**** TEXT TO READ ****

Although the parties dispute whether North Carolina law or California law should be applied in this case, they both conceded at oral argument that the ultimate choice-of-law likely has no effect on the ultimate issue, since the laws on arbitration in both jurisdictions are the same.

In this case, the Management Agreement clearly has a choice-of-law provision that specifies North Carolina law should be applied. Respondents argue this provision should not be enforced because there is no substantial relationship between North Carolina and the parties or the transaction and there is no other reasonable basis for this choice. Petitioner counters that the original parties to the Management Agreement owned three hotels with similar management agreements, one of which was in North Carolina.

Ultimately, the Court finds that there is a sufficient relationship with North Carolina to apply the choice-of-law provision in the Management Agreement. But, as laid out below, the Court finds no distinguishable differences between the law of the two jurisdictions.

B. Colorado River Doctrine

Respondents ask this Court to stay or dismiss the action under the “Colorado River doctrine” because of the pending state court matter in New York. Colorado River Water Conservation Dist. v. United States (“Colorado River”), 424 U.S. 800 (1976). “Abstention from the exercise of federal jurisdiction is the exception not the rule.” Seneca Ins. Co., Inc. v. Strange Land, Inc., 862 F.3d 835, 841 (9th Cir. 2017) (quoting Colorado River, 424 U.S. at 813). “[F]ederal courts have a ‘virtually unflagging obligation . . . to exercise the jurisdiction given them.'” Id.; see also Smith v. Cent. Ariz. Water Conservation Dist., 418 F.3d 1028, 1033 (9th Cir. 2005) (holding that a stay under the Colorado River doctrine occurs only in “exceedingly rare” circumstances).

****

■ **YOUR GOAL**:
Reproduce the passage on choice of law and the Colorado River doctrine word for word, from start to finish.

**** RAW RECORDS ****

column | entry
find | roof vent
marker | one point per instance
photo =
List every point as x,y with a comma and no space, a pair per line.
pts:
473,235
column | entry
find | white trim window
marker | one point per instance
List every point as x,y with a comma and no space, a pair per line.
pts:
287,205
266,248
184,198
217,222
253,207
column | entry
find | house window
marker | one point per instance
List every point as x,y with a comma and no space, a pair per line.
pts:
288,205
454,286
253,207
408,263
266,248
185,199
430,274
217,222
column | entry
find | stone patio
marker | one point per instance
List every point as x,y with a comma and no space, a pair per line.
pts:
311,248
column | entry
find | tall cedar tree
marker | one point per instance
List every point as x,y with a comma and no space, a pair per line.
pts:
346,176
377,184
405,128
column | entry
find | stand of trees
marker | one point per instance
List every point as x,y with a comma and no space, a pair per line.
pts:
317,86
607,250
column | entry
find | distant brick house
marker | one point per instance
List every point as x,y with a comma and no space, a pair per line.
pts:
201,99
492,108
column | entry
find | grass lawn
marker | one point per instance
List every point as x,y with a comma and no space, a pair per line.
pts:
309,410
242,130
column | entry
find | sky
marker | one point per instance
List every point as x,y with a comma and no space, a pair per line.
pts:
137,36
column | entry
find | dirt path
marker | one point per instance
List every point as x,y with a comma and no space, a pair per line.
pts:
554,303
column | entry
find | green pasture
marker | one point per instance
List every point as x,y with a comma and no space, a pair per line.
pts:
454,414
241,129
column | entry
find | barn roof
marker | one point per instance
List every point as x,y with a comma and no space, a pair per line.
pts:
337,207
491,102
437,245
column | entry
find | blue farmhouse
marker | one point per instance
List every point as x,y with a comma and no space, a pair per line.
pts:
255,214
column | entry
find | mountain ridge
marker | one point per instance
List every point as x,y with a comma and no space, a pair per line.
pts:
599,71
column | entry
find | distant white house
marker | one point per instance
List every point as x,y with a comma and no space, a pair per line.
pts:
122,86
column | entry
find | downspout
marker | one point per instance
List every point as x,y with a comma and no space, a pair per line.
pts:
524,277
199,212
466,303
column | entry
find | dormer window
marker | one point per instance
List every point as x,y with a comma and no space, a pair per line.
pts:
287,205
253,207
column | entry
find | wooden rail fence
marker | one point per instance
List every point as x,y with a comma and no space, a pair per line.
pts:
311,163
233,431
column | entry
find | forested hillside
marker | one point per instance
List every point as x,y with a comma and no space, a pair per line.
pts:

****

■ **ANSWER TO THIS PROBLEM**:
Although the parties dispute whether North Carolina law or California law should be applied in this case, they both conceded at oral argument that the ultimate choice-of-law likely has no effect on the ultimate issue, since the laws on arbitration in both jurisdictions are the same.

In this case, the Management Agreement clearly has a choice-of-law provision that specifies North Carolina law should be applied. Respondents argue this provision should not be enforced because there is no substantial relationship between North Carolina and the parties or the transaction and there is no other reasonable basis for this choice. Petitioner counters that the original parties to the Management Agreement owned three hotels with similar management agreements, one of which was in North Carolina.

Ultimately, the Court finds that there is a sufficient relationship with North Carolina to apply the choice-of-law provision in the Management Agreement. But, as laid out below, the Court finds no distinguishable differences between the law of the two jurisdictions.

B. Colorado River Doctrine

Respondents ask this Court to stay or dismiss the action under the “Colorado River doctrine” because of the pending state court matter in New York. Colorado River Water Conservation Dist. v. United States (“Colorado River”), 424 U.S. 800 (1976). “Abstention from the exercise of federal jurisdiction is the exception not the rule.” Seneca Ins. Co., Inc. v. Strange Land, Inc., 862 F.3d 835, 841 (9th Cir. 2017) (quoting Colorado River, 424 U.S. at 813). “[F]ederal courts have a ‘virtually unflagging obligation . . . to exercise the jurisdiction given them.'” Id.; see also Smith v. Cent. Ariz. Water Conservation Dist., 418 F.3d 1028, 1033 (9th Cir. 2005) (holding that a stay under the Colorado River doctrine occurs only in “exceedingly rare” circumstances).